• WORK ITEM: Could each record be restated word for word?

• Natural language region descriptions:
╭──
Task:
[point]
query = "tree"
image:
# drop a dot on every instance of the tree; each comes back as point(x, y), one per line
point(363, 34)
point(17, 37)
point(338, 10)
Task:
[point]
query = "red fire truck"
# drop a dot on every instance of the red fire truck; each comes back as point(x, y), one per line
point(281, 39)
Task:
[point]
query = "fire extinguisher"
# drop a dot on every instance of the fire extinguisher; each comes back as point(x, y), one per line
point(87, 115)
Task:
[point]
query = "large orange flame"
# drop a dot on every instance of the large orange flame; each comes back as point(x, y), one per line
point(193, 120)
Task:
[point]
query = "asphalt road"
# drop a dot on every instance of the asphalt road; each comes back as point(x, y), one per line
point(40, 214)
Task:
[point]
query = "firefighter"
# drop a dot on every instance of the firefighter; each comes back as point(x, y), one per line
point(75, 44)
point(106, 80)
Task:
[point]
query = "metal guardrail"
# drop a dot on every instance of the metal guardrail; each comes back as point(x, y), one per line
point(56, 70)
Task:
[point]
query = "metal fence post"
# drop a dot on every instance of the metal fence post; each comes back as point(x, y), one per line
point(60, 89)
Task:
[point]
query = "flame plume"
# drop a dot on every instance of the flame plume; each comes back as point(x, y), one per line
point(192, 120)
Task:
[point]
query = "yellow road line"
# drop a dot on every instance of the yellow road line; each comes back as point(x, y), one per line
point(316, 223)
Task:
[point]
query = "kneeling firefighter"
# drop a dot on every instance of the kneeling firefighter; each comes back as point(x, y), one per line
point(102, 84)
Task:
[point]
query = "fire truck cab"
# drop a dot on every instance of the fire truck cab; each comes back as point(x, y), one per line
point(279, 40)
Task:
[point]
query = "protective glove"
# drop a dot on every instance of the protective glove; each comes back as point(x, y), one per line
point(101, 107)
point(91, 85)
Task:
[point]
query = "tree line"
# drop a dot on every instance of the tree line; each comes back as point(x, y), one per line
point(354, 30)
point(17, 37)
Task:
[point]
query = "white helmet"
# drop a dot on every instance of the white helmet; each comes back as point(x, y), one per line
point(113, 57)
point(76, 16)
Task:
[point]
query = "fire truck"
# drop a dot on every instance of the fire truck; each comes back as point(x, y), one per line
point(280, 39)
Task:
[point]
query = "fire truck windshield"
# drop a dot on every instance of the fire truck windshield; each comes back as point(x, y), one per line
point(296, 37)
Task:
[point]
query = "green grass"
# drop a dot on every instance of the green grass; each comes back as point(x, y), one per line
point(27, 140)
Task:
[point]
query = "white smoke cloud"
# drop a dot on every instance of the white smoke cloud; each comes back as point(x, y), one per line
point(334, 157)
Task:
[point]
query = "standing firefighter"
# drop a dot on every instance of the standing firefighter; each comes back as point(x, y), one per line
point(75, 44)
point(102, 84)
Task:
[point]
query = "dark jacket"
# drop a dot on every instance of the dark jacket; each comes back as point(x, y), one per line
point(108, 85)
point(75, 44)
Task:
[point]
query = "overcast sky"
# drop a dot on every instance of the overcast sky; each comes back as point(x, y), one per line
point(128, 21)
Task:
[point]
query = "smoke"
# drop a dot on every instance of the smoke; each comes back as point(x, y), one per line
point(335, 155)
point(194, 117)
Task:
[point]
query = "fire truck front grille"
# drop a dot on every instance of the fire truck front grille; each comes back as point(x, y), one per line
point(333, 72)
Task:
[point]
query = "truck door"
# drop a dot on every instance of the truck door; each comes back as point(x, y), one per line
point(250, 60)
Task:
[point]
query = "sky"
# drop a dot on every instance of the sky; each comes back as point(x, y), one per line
╰──
• RESULT FOR THIS EXERCISE:
Task:
[point]
query = "tree"
image:
# drop a dot on every instance of the tree; each comes back as point(x, y), one per line
point(363, 34)
point(17, 37)
point(338, 10)
Task:
[point]
query = "red fire truck"
# drop a dot on every instance of the red fire truck; each comes back as point(x, y), one per line
point(281, 39)
Task:
[point]
query = "fire extinguisher"
# drop a dot on every instance of the fire extinguisher; each comes back as point(x, y), one per line
point(87, 115)
Task:
[point]
query = "large orange flame"
# drop a dot on every instance of the large orange flame; each comes back as point(x, y), one per line
point(193, 120)
Task:
[point]
query = "asphalt road"
# drop a dot on every instance of the asphalt road; each comes back as point(x, y), one per line
point(40, 214)
Task:
[point]
query = "firefighter"
# drop a dot on every instance of the firefighter; each comes back as point(x, y), one per line
point(75, 44)
point(106, 80)
Task:
[point]
query = "metal guardrail"
# drop a dot on every instance of the metal guardrail; each comes back as point(x, y), one per line
point(56, 70)
Task:
[point]
query = "metal fence post"
# drop a dot on every instance of the metal fence post; each comes back as point(x, y), one per line
point(60, 89)
Task:
[point]
query = "flame plume"
# drop a dot on every instance of the flame plume; each comes back as point(x, y), one per line
point(192, 120)
Task:
[point]
query = "yellow road line"
# drop a dot on every instance of the yellow road line; each comes back as point(x, y), one per line
point(316, 223)
Task:
[point]
query = "kneeling firefighter"
# drop a dot on every instance of the kneeling firefighter; each comes back as point(x, y), one per line
point(102, 84)
Task:
[point]
query = "fire truck cab"
# drop a dot on every instance of the fire truck cab; each comes back as point(x, y), one per line
point(279, 40)
Task:
[point]
query = "protective glove"
# drop a dot on every instance of the protective glove; each comes back as point(x, y), one per line
point(101, 107)
point(91, 85)
Task:
[point]
query = "tree line"
# drop a dot on every instance of the tree line; each comes back as point(x, y), one per line
point(354, 30)
point(17, 37)
Task:
[point]
query = "white helmet"
# drop a dot on every instance of the white helmet; each comes back as point(x, y), one per line
point(113, 57)
point(76, 16)
Task:
[point]
query = "fire truck"
# drop a dot on every instance of the fire truck; each comes back as point(x, y), one per line
point(280, 39)
Task:
[point]
query = "fire truck windshield"
# drop a dot on every instance of the fire truck windshield; each comes back as point(x, y), one per line
point(296, 37)
Task:
[point]
query = "green grass"
# drop a dot on every instance of the green grass; each comes back as point(x, y), one per line
point(27, 140)
Task:
[point]
query = "white smoke cloud"
# drop a dot on every instance of the white smoke cloud; each comes back as point(x, y), one per line
point(334, 157)
Task:
[point]
query = "standing firefighter"
# drop a dot on every instance of the standing firefighter; each comes back as point(x, y), one per line
point(75, 44)
point(102, 84)
Task:
[point]
query = "dark jacket"
# drop a dot on every instance of the dark jacket; each comes back as point(x, y), one per line
point(108, 85)
point(75, 44)
Task:
[point]
query = "overcast sky"
# drop a dot on every instance of the overcast sky; each comes back as point(x, y), one per line
point(128, 21)
Task:
[point]
query = "smoke"
# drop a dot on every instance of the smoke; each comes back as point(x, y), one per line
point(335, 155)
point(194, 117)
Task:
[point]
query = "fire truck front grille"
# drop a dot on every instance of the fire truck front grille; each comes back as point(x, y), one per line
point(333, 72)
Task:
[point]
query = "truck door"
# drop a dot on every instance of the truck door; each comes back as point(x, y), one per line
point(250, 60)
Task:
[point]
query = "sky"
# drop a dot on every instance of the sky; each comes back as point(x, y), one per line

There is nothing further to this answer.